What to do =
Only these lines of the data below are wanted: the one with "point: framed photograph, one", the one with "Target: rock", and any lines between them, each repeated exactly.

[Dataset entries]
==*==

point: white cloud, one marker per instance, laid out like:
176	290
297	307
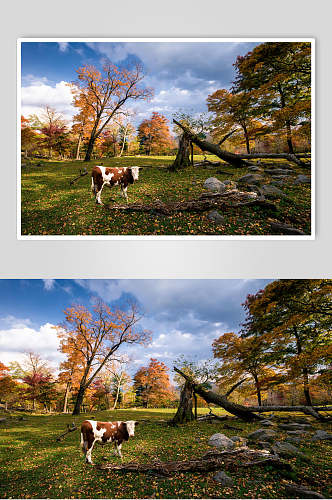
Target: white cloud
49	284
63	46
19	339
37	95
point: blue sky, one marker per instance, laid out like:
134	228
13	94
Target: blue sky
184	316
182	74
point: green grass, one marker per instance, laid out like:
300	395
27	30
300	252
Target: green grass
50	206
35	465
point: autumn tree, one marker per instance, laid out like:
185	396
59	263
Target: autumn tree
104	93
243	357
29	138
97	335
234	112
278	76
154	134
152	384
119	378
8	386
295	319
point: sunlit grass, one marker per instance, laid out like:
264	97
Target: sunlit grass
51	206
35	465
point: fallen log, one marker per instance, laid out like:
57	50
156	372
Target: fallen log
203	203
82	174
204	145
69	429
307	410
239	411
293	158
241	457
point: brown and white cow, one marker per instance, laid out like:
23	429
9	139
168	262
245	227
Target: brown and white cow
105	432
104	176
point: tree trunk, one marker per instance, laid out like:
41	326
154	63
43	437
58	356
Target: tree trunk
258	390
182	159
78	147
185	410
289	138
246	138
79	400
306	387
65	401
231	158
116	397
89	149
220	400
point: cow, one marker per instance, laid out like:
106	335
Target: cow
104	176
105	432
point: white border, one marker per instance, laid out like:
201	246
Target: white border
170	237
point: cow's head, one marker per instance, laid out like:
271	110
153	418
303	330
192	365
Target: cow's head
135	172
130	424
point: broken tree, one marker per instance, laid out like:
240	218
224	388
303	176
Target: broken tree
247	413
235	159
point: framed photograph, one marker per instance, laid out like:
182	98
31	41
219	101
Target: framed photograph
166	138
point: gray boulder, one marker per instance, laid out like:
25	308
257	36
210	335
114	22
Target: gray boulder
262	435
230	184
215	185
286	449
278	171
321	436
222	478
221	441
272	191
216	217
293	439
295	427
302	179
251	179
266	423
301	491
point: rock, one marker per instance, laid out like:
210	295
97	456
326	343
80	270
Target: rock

==*==

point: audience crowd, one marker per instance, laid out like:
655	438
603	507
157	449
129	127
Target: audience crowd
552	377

==*==

Solution for this task =
point: framed photograph, one marker per instance, laid out like:
182	98
31	41
219	101
Target: framed photograph
166	138
point: gray boulder, one marker per instance, laid out like:
25	308
257	36
210	335
114	22
Target: gray boulder
262	435
230	184
215	185
286	449
278	171
321	436
222	478
221	441
272	191
216	217
293	439
295	427
302	179
251	179
266	423
301	491
point: rock, one marker per instance, laid out like:
210	295
97	456
326	343
80	270
Target: rock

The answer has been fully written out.